# TASK DESCRIPTION
Out of the data below, copy every line with the string "locate".

# SOURCE RECORDS
━━━━

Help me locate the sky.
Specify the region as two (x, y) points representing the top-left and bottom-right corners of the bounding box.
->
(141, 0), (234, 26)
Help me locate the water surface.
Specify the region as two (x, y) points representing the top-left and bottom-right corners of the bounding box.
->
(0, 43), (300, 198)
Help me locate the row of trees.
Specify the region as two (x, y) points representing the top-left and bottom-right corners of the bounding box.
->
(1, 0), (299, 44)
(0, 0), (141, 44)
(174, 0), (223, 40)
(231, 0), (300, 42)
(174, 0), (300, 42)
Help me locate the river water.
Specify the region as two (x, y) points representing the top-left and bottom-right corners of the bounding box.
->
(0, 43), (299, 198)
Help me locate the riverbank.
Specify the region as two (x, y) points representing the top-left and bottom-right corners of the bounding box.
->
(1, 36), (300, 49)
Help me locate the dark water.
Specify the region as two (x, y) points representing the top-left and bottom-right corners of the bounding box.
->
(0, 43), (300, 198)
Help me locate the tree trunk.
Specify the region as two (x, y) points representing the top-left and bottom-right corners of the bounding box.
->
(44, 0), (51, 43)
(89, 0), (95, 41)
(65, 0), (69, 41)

━━━━

# SOLUTION
Help me locate the sky.
Help me locate the water surface.
Help me locate the row of trees.
Help me locate the river water.
Help me locate the riverbank.
Help me locate the dark water.
Help me locate the tree trunk.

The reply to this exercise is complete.